REQUEST: Return all of the material below line for line without changing anything, and leave the pictures out of your answer.

INFORMATION SHOWN:
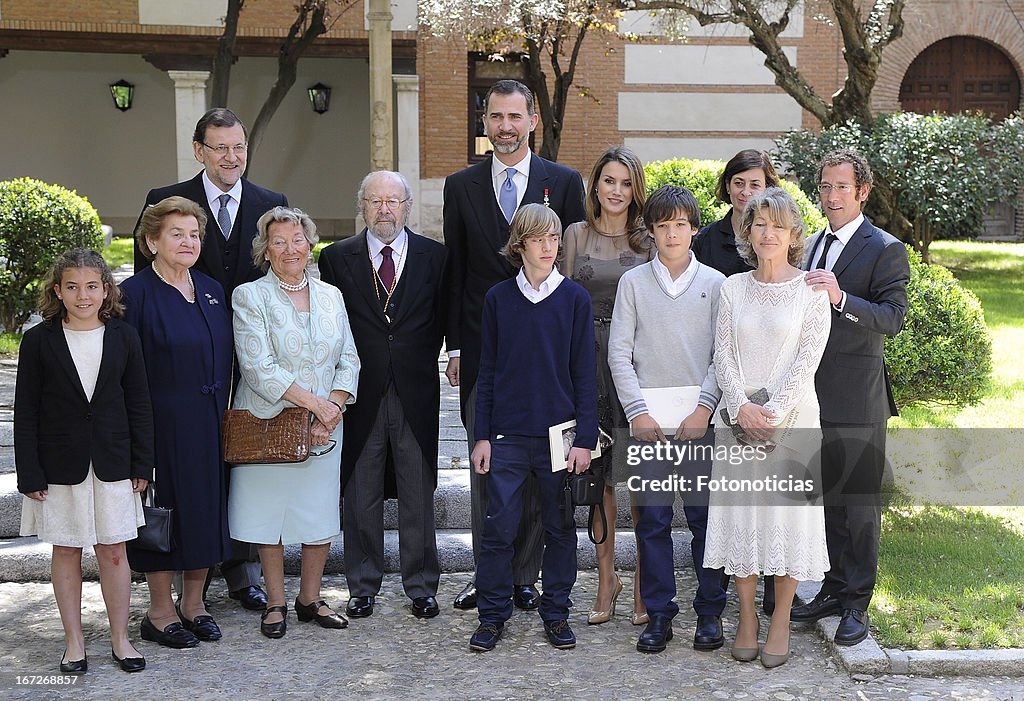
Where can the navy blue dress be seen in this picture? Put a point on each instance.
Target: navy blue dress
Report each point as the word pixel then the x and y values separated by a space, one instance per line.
pixel 187 350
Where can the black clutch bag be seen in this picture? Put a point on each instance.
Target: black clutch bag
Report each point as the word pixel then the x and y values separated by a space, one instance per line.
pixel 156 535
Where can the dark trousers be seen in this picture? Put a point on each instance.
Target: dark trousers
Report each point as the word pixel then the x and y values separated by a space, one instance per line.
pixel 364 508
pixel 653 531
pixel 853 461
pixel 513 461
pixel 529 539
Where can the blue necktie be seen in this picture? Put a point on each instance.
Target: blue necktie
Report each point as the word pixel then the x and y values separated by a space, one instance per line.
pixel 507 195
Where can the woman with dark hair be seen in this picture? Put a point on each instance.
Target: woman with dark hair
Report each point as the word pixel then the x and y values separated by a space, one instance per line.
pixel 598 251
pixel 747 173
pixel 181 316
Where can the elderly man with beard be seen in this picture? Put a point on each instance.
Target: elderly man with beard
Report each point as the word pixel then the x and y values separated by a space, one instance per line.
pixel 393 282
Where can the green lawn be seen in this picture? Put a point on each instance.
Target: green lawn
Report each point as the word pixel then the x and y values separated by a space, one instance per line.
pixel 953 576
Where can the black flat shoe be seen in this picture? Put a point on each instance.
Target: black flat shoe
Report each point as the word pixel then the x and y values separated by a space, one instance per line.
pixel 129 664
pixel 307 613
pixel 252 598
pixel 278 629
pixel 525 597
pixel 74 666
pixel 425 607
pixel 467 598
pixel 204 627
pixel 359 607
pixel 174 636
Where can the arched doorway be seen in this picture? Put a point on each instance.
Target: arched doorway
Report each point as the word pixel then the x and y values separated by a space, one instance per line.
pixel 965 74
pixel 961 74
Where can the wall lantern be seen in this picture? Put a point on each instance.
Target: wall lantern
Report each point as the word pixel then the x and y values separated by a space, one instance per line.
pixel 320 97
pixel 122 92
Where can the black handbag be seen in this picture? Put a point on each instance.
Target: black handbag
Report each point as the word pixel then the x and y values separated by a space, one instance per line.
pixel 156 535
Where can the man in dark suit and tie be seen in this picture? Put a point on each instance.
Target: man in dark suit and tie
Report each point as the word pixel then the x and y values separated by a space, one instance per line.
pixel 393 282
pixel 479 203
pixel 865 272
pixel 232 206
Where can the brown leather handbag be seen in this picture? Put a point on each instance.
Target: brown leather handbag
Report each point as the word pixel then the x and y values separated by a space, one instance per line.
pixel 284 438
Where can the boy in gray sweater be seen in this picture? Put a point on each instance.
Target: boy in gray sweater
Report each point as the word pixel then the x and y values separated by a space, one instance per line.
pixel 663 335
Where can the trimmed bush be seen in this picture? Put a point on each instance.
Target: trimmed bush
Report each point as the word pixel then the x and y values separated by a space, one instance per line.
pixel 944 352
pixel 700 177
pixel 38 222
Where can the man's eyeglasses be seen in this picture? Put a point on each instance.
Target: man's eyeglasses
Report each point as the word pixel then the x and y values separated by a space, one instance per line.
pixel 391 203
pixel 223 149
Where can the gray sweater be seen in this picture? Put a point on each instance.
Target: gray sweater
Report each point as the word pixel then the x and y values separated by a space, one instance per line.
pixel 657 340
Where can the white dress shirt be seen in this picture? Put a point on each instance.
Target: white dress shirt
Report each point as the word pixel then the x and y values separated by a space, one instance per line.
pixel 536 295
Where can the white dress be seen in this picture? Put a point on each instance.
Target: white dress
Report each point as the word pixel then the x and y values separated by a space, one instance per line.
pixel 93 511
pixel 770 336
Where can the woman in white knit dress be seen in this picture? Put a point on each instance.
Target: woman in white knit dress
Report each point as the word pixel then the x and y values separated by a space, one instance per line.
pixel 771 332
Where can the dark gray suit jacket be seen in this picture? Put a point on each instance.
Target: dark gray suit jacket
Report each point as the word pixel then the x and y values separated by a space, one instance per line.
pixel 872 270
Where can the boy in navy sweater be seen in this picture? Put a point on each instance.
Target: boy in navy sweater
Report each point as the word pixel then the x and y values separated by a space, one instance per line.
pixel 537 370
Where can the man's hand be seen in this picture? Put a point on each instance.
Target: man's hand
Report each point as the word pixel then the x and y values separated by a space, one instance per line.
pixel 480 459
pixel 452 371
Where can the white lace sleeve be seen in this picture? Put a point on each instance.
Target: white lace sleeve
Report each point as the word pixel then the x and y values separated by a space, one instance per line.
pixel 793 382
pixel 730 377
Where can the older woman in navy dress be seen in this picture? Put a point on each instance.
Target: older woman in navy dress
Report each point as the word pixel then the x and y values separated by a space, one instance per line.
pixel 182 317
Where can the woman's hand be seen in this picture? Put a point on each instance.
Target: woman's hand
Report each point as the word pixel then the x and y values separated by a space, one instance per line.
pixel 646 429
pixel 754 420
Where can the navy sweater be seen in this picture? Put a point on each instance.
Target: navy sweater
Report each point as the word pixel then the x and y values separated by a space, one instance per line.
pixel 537 364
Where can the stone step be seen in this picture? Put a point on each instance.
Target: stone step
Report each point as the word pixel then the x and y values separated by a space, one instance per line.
pixel 452 506
pixel 29 560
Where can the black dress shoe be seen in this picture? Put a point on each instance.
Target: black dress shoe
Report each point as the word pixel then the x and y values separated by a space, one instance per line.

RESPONSE FOR THIS EXERCISE:
Where can the navy blue dress be seen in this picture? Put a point on each instance.
Target: navy blue dress
Report each point as the word pixel then the x and y values separated by a space, one instance per line.
pixel 187 350
Where can the black clutch bag be seen in this picture? Put a point on each instance.
Target: black clutch bag
Report each point as the word pixel then the x and y values separated by a space, one instance per line.
pixel 156 535
Where can the dark trousers be seen in this picture? Put a point on each instance.
Target: dark trousers
Report each point as the word pixel then the x and y values separated by a space, one instance per line.
pixel 364 508
pixel 653 531
pixel 853 461
pixel 513 461
pixel 529 539
Where can the blue necktie be seen in this picture? Put a point on each instance.
Target: blue necktie
Report each point as the word pixel then the x and y values separated by a space, one instance per line.
pixel 507 195
Where can the woman with dark hair be seen in this picture? Put a point on each instance.
Target: woman with dark hair
Report each point as the word pixel then the x and y values separated by a space, one instance per line.
pixel 598 251
pixel 747 173
pixel 181 316
Where can the elderly man with beard be seen in this picture? Put a point on each instance.
Target: elderly man with beard
Report each point as the word pixel then the x and y values separated by a space, one instance per line.
pixel 393 282
Where can the green lawn be seen in this picture? Put a point on each instance.
Target: green lawn
Report each point as the word pixel then the x and y values separated by a space, one instance per line.
pixel 953 576
Where can the black flat shoe be seen in this picture? Put a point on each instance.
Target: black flat shoe
Report each point as the word pixel then the x and y values separated by a space, one instance per line.
pixel 129 664
pixel 307 613
pixel 252 598
pixel 278 629
pixel 525 597
pixel 74 666
pixel 425 607
pixel 467 598
pixel 204 627
pixel 359 607
pixel 174 636
Where can the arched doorway be seen in this picture? Put a point on each instance.
Target: arched doorway
Report each point as the word pixel then the x and y values separated by a space, one instance per line.
pixel 965 74
pixel 961 74
Where can the wall lantern be seen in this picture? Put a point on each instance.
Target: wall lantern
Report each point as the word pixel then the x and y values separated by a space, one instance per line.
pixel 320 97
pixel 122 92
Where can the black handbag be seen in this picture? Put a point on each instance.
Target: black handbag
Report each point as the word pixel then the x and y values separated by a space, one instance per line.
pixel 156 535
Where can the man in dark suit and tie be seen in this picture? Put a point on each instance.
Target: man in dark suit and tie
Report each point as the word pixel then the x and y values separated by a space, one instance per line.
pixel 393 282
pixel 479 203
pixel 865 272
pixel 232 206
Where can the brown leather handbag be seen in this picture? Put a point on each instance.
Target: brown leather handbag
Report each point as the word pixel then the x and y values separated by a space, one instance per line.
pixel 284 438
Where can the boy in gray sweater be seen in this picture? Put a point on each instance.
Target: boy in gray sweater
Report each point as the word pixel then the x and y values separated by a space, one instance per line.
pixel 663 335
Where can the trimmed bush be seen in this picture? Put a point on each instance.
Target: trimmed bush
Report each point as the word pixel then the x and y values separated by a space, one instance per line.
pixel 944 352
pixel 700 177
pixel 38 222
Where can the man's eyeglasses be seen in this picture? Put a point on each instance.
Target: man's eyeglasses
Report each point as the word pixel then the x and y values separated by a space, one instance per line.
pixel 391 203
pixel 223 149
Where can the gray sweater be seen in this picture? Put a point on each instance.
Target: gray sweater
Report each point as the word pixel then the x and y values separated by a space, one instance per line.
pixel 657 340
Where can the white dress shirt be seen in this picture? Put a point on each instance.
Target: white dress shirt
Report each point as the word pixel then the x and y values separated by a space, one instance per line.
pixel 536 295
Where can the white dress be seen in this picture? Put a point on each instance.
Target: white dress
Report each point as the word pixel then the x and y values separated by a space, one instance per line.
pixel 93 511
pixel 770 336
Where can the woman in white knit dress be seen in this picture? Put a point on each instance.
Target: woman in white knit dress
Report each point as the word pixel then the x and y values separated by a space, one instance per line.
pixel 771 332
Where can the dark gray suit jacket be seen in this picture? Put a point on each instance.
Target: dark gray suit jacket
Report each point as the word pixel then the x and y values separated by a space, one instance per line.
pixel 872 270
Where can the boy in navy sweater be seen in this picture? Put a point on each instance.
Target: boy in navy sweater
Report each point as the word pixel then the x and y values separated by a space, one instance per line.
pixel 537 370
Where can the man's hand be seen in this picture? Put a point on each instance.
Target: man's hand
Report each point as the word pixel then the x and y values separated by a space, one instance per line.
pixel 480 459
pixel 452 371
Where can the white lace sleeve be seen in this picture? Put a point on each instance.
Target: white lace sleeve
Report each point as the word pixel then the x and y values separated by a space, one instance per line.
pixel 793 382
pixel 730 377
Where can the older woman in navy dress be seen in this picture? Put a point on each instance.
Target: older woman in navy dress
Report each point as the word pixel then the x and y values separated by a space, one instance per line.
pixel 182 317
Where can the woman's hand be seen in this picture? Put a point on each instance.
Target: woman's hand
Report each point as the word pixel then the x and y values separated by a space, one instance per line.
pixel 646 429
pixel 754 420
Where can the navy sweater be seen in this picture? Put a point on each instance.
Target: navy sweater
Report each point as the word pixel then the x and y values separated by a space, one instance per line.
pixel 537 364
Where can the stone step be seen in this picture? Put a point on each instance.
Target: stone step
Report each point as the word pixel then the x and y values separated by a space, one instance per line.
pixel 452 506
pixel 29 560
Where can the black dress shoe be seen in this picture? Put a point on each instance.
Target: black dress shoe
Report each point as the word pixel then the x and y values separated by a space, one instance per line.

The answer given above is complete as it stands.